DATA SECTION –
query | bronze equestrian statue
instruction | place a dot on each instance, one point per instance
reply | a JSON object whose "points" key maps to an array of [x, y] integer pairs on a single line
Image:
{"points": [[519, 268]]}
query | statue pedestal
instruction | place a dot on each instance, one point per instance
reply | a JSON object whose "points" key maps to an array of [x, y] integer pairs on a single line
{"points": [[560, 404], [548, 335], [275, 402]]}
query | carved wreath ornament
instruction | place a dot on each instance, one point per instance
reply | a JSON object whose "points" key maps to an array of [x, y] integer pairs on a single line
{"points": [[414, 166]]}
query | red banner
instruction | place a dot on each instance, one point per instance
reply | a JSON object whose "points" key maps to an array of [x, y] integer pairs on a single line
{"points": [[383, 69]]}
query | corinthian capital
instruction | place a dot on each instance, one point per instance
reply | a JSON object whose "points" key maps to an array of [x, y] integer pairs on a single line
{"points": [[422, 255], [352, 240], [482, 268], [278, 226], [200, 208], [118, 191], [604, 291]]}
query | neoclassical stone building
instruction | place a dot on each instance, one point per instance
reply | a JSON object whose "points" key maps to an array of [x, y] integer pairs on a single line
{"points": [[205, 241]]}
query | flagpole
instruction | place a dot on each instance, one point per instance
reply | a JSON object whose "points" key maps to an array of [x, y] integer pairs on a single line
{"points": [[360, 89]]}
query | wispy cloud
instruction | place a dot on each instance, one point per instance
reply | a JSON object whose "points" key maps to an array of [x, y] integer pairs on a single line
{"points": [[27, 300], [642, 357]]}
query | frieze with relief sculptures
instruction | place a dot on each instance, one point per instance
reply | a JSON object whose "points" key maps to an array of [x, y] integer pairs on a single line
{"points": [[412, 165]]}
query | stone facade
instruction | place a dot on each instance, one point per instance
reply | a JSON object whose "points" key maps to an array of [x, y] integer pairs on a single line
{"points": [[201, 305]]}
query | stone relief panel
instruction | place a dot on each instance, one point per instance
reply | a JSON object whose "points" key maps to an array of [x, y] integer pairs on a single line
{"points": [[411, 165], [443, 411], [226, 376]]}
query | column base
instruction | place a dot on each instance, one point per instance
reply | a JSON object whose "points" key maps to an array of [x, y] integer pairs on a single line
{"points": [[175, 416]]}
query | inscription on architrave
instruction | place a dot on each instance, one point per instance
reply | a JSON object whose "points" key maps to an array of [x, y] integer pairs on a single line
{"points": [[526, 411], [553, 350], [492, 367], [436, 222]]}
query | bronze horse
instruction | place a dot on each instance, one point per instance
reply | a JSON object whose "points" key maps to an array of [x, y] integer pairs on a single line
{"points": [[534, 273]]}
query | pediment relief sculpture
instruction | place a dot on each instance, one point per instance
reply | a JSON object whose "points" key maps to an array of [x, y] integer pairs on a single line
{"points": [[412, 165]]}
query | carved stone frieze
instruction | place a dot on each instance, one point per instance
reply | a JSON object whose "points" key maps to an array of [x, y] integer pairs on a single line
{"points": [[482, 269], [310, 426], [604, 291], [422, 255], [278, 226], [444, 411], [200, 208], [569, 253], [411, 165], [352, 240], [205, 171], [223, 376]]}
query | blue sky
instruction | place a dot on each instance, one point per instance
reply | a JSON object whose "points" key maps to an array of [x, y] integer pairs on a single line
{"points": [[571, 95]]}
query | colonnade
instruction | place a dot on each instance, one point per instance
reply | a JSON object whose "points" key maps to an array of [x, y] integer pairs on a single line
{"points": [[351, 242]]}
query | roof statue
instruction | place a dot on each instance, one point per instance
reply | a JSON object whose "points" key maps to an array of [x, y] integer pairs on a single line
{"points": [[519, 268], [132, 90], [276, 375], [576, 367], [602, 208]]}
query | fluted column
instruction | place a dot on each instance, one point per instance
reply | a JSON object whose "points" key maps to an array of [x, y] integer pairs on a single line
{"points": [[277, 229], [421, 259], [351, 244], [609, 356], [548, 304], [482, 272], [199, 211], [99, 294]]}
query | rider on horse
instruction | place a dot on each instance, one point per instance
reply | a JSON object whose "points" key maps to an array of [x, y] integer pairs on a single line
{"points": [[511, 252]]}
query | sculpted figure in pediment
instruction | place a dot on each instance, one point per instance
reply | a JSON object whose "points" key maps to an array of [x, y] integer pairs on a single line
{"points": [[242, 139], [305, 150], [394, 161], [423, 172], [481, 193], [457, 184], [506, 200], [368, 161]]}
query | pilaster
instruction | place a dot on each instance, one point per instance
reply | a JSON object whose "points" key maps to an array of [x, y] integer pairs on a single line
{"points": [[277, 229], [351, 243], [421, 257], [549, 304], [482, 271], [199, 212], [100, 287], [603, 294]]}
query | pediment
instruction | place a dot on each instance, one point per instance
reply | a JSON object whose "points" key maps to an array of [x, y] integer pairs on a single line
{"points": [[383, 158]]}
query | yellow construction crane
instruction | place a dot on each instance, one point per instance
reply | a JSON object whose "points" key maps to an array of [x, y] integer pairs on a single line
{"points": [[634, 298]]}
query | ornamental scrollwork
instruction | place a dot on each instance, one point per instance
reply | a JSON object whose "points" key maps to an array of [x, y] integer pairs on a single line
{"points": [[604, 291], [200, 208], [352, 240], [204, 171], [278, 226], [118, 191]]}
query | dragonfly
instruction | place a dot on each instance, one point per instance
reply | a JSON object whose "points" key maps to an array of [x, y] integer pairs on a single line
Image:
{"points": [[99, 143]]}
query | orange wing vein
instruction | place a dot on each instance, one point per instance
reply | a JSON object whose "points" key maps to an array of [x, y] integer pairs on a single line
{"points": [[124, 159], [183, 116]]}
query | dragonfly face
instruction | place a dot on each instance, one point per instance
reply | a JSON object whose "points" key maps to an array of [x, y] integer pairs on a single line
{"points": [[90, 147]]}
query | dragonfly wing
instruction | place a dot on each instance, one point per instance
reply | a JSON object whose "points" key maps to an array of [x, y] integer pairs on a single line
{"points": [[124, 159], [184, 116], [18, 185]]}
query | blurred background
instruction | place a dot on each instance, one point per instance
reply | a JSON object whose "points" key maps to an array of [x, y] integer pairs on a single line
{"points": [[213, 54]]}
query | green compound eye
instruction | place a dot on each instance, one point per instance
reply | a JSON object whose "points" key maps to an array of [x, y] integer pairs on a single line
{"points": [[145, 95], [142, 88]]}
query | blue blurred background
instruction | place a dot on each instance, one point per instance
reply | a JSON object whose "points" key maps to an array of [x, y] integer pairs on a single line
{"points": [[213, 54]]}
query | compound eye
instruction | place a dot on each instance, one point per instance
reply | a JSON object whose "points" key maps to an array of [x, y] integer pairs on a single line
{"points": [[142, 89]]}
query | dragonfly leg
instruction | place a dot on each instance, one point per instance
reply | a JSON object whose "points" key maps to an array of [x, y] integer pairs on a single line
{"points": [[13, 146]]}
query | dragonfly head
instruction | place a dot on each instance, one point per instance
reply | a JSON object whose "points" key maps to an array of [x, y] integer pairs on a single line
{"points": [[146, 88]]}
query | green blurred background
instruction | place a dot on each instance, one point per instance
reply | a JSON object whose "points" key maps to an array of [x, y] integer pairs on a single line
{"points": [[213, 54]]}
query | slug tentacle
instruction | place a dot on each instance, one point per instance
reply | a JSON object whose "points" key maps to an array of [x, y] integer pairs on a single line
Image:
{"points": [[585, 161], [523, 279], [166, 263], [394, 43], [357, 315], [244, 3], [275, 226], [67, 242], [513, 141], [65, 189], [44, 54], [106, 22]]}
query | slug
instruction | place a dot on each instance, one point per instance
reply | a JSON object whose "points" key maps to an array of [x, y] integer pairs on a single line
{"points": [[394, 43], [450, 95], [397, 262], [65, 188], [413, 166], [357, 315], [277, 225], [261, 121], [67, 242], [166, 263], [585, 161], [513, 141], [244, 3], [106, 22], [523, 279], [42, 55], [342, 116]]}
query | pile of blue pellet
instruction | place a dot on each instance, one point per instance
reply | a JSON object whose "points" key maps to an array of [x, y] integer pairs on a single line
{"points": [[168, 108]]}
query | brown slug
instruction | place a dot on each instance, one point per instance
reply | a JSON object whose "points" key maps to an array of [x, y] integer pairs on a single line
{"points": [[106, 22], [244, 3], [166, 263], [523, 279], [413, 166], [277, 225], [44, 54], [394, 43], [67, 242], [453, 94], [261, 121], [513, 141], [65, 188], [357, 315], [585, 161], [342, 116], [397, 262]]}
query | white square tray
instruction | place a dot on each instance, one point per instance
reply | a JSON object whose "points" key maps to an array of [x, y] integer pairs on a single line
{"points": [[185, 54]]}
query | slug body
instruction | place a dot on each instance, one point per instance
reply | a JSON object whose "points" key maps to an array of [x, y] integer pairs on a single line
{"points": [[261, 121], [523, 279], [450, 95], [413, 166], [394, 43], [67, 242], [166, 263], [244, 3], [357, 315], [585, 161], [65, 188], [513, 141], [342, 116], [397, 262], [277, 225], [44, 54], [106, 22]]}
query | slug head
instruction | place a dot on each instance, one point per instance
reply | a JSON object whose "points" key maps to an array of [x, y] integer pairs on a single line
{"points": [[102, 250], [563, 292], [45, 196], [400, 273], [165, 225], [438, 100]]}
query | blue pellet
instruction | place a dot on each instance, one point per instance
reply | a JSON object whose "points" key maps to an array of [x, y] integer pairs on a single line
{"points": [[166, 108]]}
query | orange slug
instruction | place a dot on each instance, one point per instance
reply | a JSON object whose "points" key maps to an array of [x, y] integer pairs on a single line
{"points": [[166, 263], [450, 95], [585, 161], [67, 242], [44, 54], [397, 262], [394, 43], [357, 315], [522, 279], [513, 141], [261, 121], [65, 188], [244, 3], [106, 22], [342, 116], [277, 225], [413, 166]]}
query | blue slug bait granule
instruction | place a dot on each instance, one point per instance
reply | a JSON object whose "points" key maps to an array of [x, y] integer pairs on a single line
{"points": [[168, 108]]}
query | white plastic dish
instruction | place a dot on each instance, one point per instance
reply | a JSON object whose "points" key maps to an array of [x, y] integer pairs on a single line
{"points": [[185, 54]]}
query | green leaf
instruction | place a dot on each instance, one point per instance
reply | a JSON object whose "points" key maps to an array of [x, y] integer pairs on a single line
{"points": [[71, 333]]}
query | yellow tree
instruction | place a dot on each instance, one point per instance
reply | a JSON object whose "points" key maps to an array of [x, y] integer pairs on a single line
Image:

EXERCISE OBJECTIVE –
Nothing but the lines from the one with "query | slug head" through the last line should be repeated, each exactly as it stands.

ANSWER TO THE TASK –
query | slug head
instruction | place a dot on each instance, one point per instance
reply | a JSON object whose "points" key maps to an array of [x, y] integer pairs on a single line
{"points": [[102, 250], [563, 292], [45, 196], [400, 273], [165, 225], [438, 100]]}
query | blue pellet
instruction | place a dot on each instance, one point per instance
reply | a JSON object whose "points" key maps to an array of [x, y] integer pairs on a single line
{"points": [[166, 108]]}
query | orange slug
instruction | place a dot on each instance, one point per instance
reply | a JSON object whose "points" key maps to an array of [x, y] integer pairs on a single line
{"points": [[166, 263], [450, 95], [585, 161], [67, 242], [44, 54], [397, 262], [394, 43], [357, 315], [522, 279], [513, 141], [261, 121], [65, 188], [244, 3], [106, 22], [342, 116], [277, 225], [413, 166]]}
query | blue slug bait granule
instruction | place a dot on each instance, one point per instance
reply | a JSON object whose "points" key maps to an array of [x, y] integer pairs on a single line
{"points": [[168, 108]]}
query | white plastic dish
instruction | place a dot on each instance, one point per instance
reply | a JSON object whose "points" key maps to an array of [x, y] integer pairs on a single line
{"points": [[185, 54]]}
query | green leaf
instruction | place a dot on each instance, one point per instance
reply | a JSON object whose "points" key maps to an array of [x, y] integer pairs on a single line
{"points": [[71, 333]]}
query | yellow tree
instruction | place a dot on each instance, one point per instance
reply | a JSON object whose "points" key maps to an array of [x, y] integer pairs on a single line
Image:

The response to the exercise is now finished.